#### Source passage
THIS WEEK IN HISTORY

July 3

 

1767: Norway’s oldest newspaper still in print, Adresseavisen, was founded and the first edition published.

1913: Confederate veterans at the Great Reunion of 1913 reenacted Pickett’s Charge of the Battle of Gettysburg, in 1863. Upon reaching the farthest point north that the Confederate Army achieved during the Civil War, they were met by the outstretched hands of friendship from Union Army survivors.

1969: Rolling Stones founder and guitarist Brian Jones drowned at age 27, joining The 27 Club. The largest explosion in the history of rocketry occurred when the Soviet N-1 rocket exploded and subsequently destroyed its launch pad.

1971: Rock singer Jim Morrison of The Doors died of “heart failure” in Paris at age 27, joining The 27 Club.

 

July 4

 

1826: Presidents John Adams (1797-1801) and Thomas Jefferson (1801-1809) died this day.

1831: James Monroe, fifth U.S. president, died.

1850: America’s 12th president, Zachary Taylor, contracted food poisoning in the White House. (His condition worsened and he died on July 9.)

1862: Lewis Carroll told 10-year-old Alice Liddell a story near Oxford, England, that would become Alice’s Adventures in Wonderland and its sequels.

1865: Alice’s Adventures in Wonderland was published.

 

July 5

 

1865: William Booth founded the Christian Mission (now the Salvation Army) in London.

1937: Spam, the canned meat, was introduced by the Hormel Foods Corporation.

1946: The bikini went on sale after debuting during an outdoor fashion show in Paris, France.

1996: Dolly the sheep, the first mammal cloned from an adult cell, was created.

 

July 6

 

1885: Louis Pasteur announced that he had perfected the rabies vaccine.

1942: Anne Frank and her family went into hiding in the “Secret Annexe” above her father’s office in an Amsterdam warehouse.

1957: John Lennon and Paul McCartney met for the first time, as teenagers at Woolton Fete, three years before forming the Beatles.

 

July 7

 

1928: Sliced bread was sold for the first time by the Chillicothe Baking Company of Chillicothe, Missouri.

1930: Industrialist Henry J. Kaiser began construction of the Boulder Dam (now known as Hoover Dam).
########
#### Data excerpts
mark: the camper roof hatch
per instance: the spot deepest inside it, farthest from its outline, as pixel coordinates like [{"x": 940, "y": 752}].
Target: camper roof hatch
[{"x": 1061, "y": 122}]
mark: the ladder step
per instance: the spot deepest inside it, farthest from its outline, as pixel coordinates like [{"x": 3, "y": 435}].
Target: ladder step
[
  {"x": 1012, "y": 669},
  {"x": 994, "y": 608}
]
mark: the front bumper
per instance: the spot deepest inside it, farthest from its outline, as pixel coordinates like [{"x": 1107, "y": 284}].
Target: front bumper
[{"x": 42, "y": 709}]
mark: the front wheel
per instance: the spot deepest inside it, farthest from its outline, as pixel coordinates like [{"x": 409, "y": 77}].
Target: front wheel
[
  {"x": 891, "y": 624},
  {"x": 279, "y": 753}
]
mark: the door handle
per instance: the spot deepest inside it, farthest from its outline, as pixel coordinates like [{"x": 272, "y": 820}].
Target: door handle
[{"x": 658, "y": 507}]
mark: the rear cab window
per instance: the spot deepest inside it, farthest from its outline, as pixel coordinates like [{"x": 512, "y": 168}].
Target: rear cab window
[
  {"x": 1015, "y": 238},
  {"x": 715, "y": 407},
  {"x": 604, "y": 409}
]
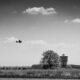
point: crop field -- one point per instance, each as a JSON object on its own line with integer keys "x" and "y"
{"x": 34, "y": 79}
{"x": 36, "y": 74}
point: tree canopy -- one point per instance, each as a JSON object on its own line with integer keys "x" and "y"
{"x": 50, "y": 59}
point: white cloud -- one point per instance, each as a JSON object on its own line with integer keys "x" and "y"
{"x": 42, "y": 42}
{"x": 66, "y": 21}
{"x": 77, "y": 20}
{"x": 40, "y": 10}
{"x": 10, "y": 39}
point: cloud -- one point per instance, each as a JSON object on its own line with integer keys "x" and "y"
########
Problems to work on:
1. In the history list, which company introduced Spam in 1937?
2. Reproduce the history list word for word, starting with "1957: John Lennon" and going on through "as Hoover Dam).".
3. Extend the history list past its final entry, in the same format.
The material has no connection to the history list.

Replies:
1. The Hormel Foods Corporation.

2.
1957: John Lennon and Paul McCartney met for the first time, as teenagers at Woolton Fete, three years before forming the Beatles.

 

July 7

 

1928: Sliced bread was sold for the first time by the Chillicothe Baking Company of Chillicothe, Missouri.

1930: Industrialist Henry J. Kaiser began construction of the Boulder Dam (now known as Hoover Dam).

3.
1947: A supposedly alien spaceship crashed near Roswell, New Mexico.

1954: Elvis Presley made his radio debut when WHBQ Memphis played his first recording for Sun Records, “That’s All Right.”

 

July 8

 

1878: The corncob pipe was patented by Henry Tibbe.

1951: Paris celebrated its 2,000th birthday.

1993: Garry Hoy, a Toronto lawyer, fell to his death after he threw himself through a glass wall on the 24th floor of the Toronto-Dominion Centre in order to demonstrate to a group of legal interns that the glass was “unbreakable.”

2013: Jordan Linn Graham, 22, shoved her husband of seven days, Cody Lee Johnson, 25, off a cliff in Glacier National Park, committing the second murder in the park’s history. (The first was in 1983. Graham pleaded guilty to second degree murder.)

 

July 9

 

1776: George Washington ordered the Declaration of Independence to be read aloud for the first time, to members of the Continental Army in New York.

1811: Explorer David Thompson posted a sign at the confluence of the Columbia and Snake rivers, in now-Washington state, claiming the land for the United Kingdom.

1850: Twelfth U.S. President Zachary Taylor died of suspected food poisoning, and Millard Fillmore succeeded him as the 13th U.S. president.

1868: The 14th Amendment to the U.S. Constitution was ratified, guaranteeing African Americans full citizenship, and all persons in the United States due process of law.

1962: Andy Warhol’s Campbell’s Soup Cans exhibition opened at the Ferus Gallery in Los Angeles.

1981: Donkey Kong, a video game created by Nintendo, was released. The game marked the debut of Nintendo’s future mascot, Mario.

2011: South Sudan seceded from Sudan and began the world’s newest nation.